■ **Data to process**

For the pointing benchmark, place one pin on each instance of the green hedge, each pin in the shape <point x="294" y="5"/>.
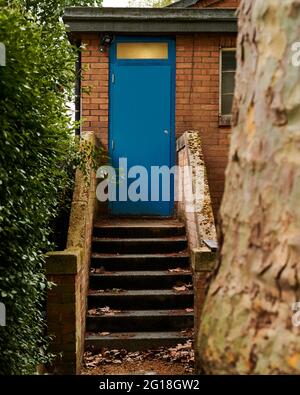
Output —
<point x="34" y="140"/>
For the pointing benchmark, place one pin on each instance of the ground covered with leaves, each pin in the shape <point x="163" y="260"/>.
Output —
<point x="178" y="360"/>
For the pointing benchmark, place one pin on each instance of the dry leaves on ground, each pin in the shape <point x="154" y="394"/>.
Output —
<point x="103" y="311"/>
<point x="181" y="354"/>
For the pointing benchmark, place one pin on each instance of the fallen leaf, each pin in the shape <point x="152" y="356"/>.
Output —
<point x="180" y="289"/>
<point x="188" y="310"/>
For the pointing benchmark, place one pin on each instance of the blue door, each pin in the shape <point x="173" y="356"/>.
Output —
<point x="142" y="125"/>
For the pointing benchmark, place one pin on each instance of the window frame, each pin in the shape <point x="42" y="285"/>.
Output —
<point x="224" y="119"/>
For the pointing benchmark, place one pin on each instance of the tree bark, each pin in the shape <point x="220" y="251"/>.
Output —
<point x="247" y="323"/>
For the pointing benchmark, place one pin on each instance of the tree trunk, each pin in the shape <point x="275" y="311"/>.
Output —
<point x="247" y="324"/>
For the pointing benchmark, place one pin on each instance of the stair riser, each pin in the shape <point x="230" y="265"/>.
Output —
<point x="128" y="324"/>
<point x="131" y="344"/>
<point x="158" y="263"/>
<point x="136" y="247"/>
<point x="136" y="232"/>
<point x="138" y="282"/>
<point x="142" y="302"/>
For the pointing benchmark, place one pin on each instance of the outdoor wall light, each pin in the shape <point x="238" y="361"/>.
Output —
<point x="105" y="42"/>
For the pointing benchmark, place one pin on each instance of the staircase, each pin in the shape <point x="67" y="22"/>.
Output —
<point x="132" y="302"/>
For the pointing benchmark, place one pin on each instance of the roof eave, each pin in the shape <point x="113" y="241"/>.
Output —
<point x="149" y="20"/>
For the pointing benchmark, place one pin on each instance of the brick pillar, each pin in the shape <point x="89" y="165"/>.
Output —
<point x="203" y="263"/>
<point x="63" y="307"/>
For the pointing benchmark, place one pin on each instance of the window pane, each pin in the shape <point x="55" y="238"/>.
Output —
<point x="142" y="51"/>
<point x="228" y="82"/>
<point x="228" y="60"/>
<point x="227" y="101"/>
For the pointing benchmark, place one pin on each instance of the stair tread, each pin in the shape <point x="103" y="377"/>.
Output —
<point x="138" y="223"/>
<point x="139" y="240"/>
<point x="140" y="273"/>
<point x="138" y="335"/>
<point x="144" y="313"/>
<point x="180" y="254"/>
<point x="143" y="292"/>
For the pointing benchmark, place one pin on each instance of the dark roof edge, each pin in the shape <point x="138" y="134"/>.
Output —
<point x="149" y="20"/>
<point x="182" y="4"/>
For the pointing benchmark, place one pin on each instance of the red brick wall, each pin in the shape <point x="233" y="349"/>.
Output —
<point x="197" y="101"/>
<point x="94" y="104"/>
<point x="197" y="97"/>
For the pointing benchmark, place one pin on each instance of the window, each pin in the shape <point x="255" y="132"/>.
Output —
<point x="228" y="69"/>
<point x="142" y="50"/>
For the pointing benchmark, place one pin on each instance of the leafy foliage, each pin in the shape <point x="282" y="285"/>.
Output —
<point x="35" y="156"/>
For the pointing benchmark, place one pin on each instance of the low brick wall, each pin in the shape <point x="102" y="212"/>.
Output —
<point x="203" y="263"/>
<point x="194" y="206"/>
<point x="195" y="210"/>
<point x="69" y="271"/>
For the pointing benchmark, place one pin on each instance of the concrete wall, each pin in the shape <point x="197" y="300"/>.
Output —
<point x="69" y="271"/>
<point x="195" y="210"/>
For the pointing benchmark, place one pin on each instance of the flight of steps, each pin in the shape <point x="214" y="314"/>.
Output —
<point x="132" y="302"/>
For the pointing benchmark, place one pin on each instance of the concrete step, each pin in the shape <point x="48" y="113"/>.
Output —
<point x="142" y="245"/>
<point x="141" y="320"/>
<point x="138" y="228"/>
<point x="135" y="341"/>
<point x="128" y="231"/>
<point x="139" y="280"/>
<point x="113" y="262"/>
<point x="141" y="299"/>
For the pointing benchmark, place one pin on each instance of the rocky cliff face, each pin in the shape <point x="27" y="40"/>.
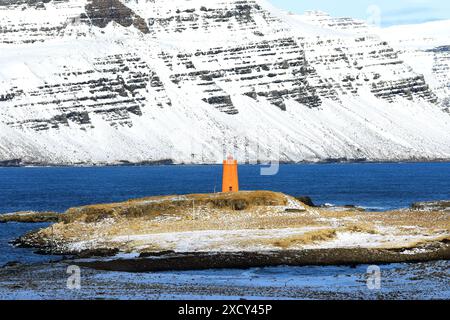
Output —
<point x="105" y="81"/>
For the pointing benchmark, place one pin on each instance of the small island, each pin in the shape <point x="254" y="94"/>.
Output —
<point x="239" y="230"/>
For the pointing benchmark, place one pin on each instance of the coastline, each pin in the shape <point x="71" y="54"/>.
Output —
<point x="17" y="163"/>
<point x="243" y="229"/>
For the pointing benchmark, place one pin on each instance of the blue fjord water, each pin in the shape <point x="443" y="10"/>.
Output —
<point x="376" y="186"/>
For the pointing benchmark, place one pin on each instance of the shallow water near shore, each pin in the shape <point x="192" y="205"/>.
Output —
<point x="376" y="186"/>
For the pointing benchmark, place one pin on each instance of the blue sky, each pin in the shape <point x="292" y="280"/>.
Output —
<point x="392" y="12"/>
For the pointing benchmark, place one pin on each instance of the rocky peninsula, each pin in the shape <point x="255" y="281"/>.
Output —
<point x="244" y="229"/>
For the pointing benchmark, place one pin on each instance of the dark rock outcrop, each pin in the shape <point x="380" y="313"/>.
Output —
<point x="102" y="12"/>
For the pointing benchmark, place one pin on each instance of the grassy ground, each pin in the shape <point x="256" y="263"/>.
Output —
<point x="244" y="221"/>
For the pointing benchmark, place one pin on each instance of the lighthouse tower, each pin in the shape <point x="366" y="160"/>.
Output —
<point x="230" y="182"/>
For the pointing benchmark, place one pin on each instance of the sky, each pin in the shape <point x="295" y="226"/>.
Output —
<point x="383" y="12"/>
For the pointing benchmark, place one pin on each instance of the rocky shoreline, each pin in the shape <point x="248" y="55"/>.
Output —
<point x="238" y="230"/>
<point x="179" y="261"/>
<point x="19" y="163"/>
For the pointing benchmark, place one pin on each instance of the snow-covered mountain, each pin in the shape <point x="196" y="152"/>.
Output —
<point x="109" y="81"/>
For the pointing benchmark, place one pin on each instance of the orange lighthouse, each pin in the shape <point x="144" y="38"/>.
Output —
<point x="230" y="182"/>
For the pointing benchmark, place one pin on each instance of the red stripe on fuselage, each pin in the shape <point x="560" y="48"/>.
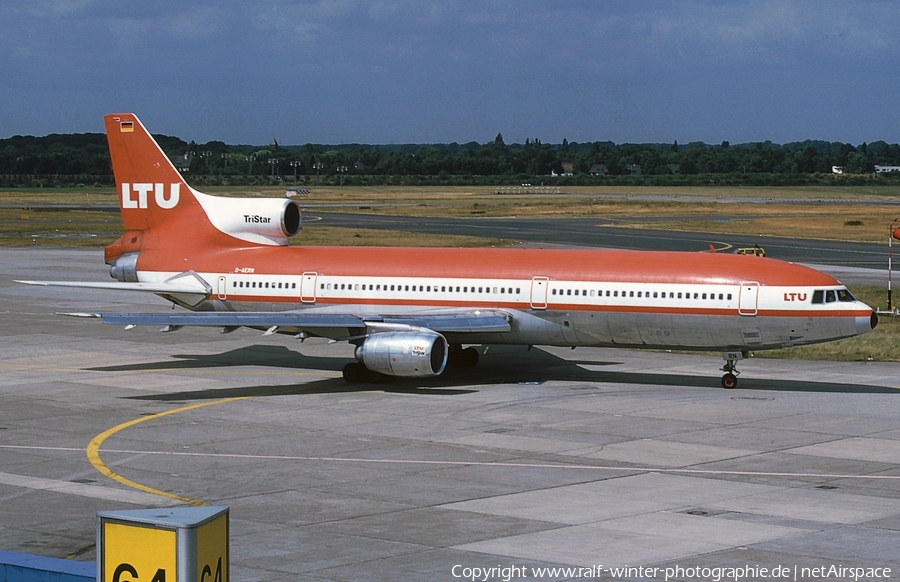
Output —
<point x="606" y="266"/>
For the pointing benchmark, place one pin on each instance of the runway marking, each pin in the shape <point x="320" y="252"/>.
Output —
<point x="435" y="462"/>
<point x="93" y="450"/>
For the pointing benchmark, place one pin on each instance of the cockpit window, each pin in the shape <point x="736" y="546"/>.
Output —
<point x="845" y="295"/>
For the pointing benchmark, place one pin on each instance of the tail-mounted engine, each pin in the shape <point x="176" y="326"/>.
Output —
<point x="411" y="354"/>
<point x="269" y="221"/>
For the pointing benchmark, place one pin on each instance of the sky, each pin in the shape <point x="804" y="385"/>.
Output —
<point x="417" y="71"/>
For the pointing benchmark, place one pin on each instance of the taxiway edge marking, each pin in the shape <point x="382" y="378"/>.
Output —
<point x="93" y="451"/>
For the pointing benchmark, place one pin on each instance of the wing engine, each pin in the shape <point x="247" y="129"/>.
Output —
<point x="405" y="353"/>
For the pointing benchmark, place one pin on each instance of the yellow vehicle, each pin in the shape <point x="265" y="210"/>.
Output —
<point x="754" y="250"/>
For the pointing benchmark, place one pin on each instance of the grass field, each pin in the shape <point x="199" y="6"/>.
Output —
<point x="796" y="212"/>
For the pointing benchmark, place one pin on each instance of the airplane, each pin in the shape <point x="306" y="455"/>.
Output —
<point x="411" y="312"/>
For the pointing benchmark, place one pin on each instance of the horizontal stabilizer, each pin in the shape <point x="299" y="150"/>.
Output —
<point x="167" y="288"/>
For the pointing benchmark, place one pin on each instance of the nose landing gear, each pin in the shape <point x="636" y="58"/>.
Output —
<point x="729" y="380"/>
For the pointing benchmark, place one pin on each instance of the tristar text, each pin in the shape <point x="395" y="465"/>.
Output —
<point x="256" y="218"/>
<point x="136" y="195"/>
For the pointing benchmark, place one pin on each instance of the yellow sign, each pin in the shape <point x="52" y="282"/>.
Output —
<point x="138" y="554"/>
<point x="212" y="550"/>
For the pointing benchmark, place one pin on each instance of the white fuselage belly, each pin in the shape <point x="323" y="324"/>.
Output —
<point x="561" y="313"/>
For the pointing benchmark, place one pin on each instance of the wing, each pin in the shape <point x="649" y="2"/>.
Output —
<point x="332" y="325"/>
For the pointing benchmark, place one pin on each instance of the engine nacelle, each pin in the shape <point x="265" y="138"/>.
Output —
<point x="268" y="221"/>
<point x="405" y="353"/>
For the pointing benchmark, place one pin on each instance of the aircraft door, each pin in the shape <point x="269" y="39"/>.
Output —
<point x="748" y="297"/>
<point x="308" y="287"/>
<point x="539" y="287"/>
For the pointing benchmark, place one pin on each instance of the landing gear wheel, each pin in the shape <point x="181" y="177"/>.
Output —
<point x="729" y="381"/>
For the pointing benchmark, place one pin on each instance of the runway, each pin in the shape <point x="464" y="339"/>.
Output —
<point x="551" y="458"/>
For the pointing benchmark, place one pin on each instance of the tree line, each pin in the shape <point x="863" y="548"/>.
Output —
<point x="60" y="159"/>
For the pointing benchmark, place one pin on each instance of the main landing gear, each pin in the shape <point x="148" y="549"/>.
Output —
<point x="729" y="380"/>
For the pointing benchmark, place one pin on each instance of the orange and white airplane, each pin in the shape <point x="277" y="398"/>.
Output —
<point x="410" y="311"/>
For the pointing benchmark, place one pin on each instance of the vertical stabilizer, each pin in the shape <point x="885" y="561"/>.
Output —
<point x="151" y="191"/>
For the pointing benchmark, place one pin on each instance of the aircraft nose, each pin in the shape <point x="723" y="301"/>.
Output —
<point x="865" y="324"/>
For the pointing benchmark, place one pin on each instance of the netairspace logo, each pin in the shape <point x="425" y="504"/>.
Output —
<point x="711" y="574"/>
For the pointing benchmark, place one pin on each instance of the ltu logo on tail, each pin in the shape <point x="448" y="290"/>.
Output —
<point x="136" y="195"/>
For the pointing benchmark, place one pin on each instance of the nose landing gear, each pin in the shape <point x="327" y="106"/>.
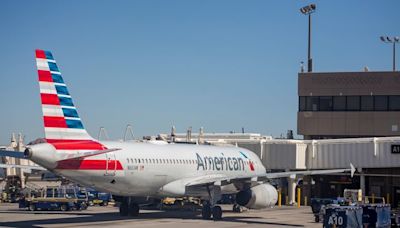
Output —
<point x="128" y="207"/>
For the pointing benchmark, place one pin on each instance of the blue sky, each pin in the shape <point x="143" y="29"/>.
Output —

■ **Stated task**
Print exactly the span of lines that begins with the line containing "of the landing" and ends with the last line of the listing, with no pictures.

■ **Full output**
For the pointing benchmark, place one pin on each instance of the landing gear wheel, each pin in the shape <point x="181" y="177"/>.
Output —
<point x="729" y="381"/>
For the pointing benchmark, place one pin on each instance of the runway, each pin in the shape <point x="464" y="339"/>.
Output —
<point x="551" y="458"/>
For the pointing benchmark, place one pin on each instance of the tree line, each pin in the shape <point x="863" y="548"/>.
Output —
<point x="60" y="159"/>
For the pointing benchmark, place one pin on each instance of the main landing gear, each pin in the shape <point x="148" y="549"/>.
Output —
<point x="729" y="380"/>
For the pointing benchmark, place one pin on each instance of the orange and white airplane, each pin in the shape <point x="277" y="398"/>.
Output —
<point x="410" y="311"/>
For the pointing benchmark, place one pin on each instance of the vertical stabilizer, each pin in the shape <point x="885" y="561"/>.
Output —
<point x="151" y="191"/>
For the pointing benchmark, place one pin on each instance of the aircraft nose, each pin in the shape <point x="723" y="301"/>.
Output —
<point x="865" y="324"/>
For the pointing benchmark, place one pin on each instance of the netairspace logo, each pin in the shape <point x="425" y="504"/>.
Output —
<point x="711" y="574"/>
For the pointing benchmark, place one pin on each instance of the ltu logo on tail, each pin in the shape <point x="448" y="290"/>.
Output —
<point x="136" y="195"/>
For the pointing benchmark, place one pin on each instance of the nose landing gear, each pin in the shape <point x="327" y="106"/>.
Output —
<point x="128" y="207"/>
For the pointing benchmark, place one pin on each instance of the blue sky, each pin in the shape <point x="143" y="29"/>.
Output —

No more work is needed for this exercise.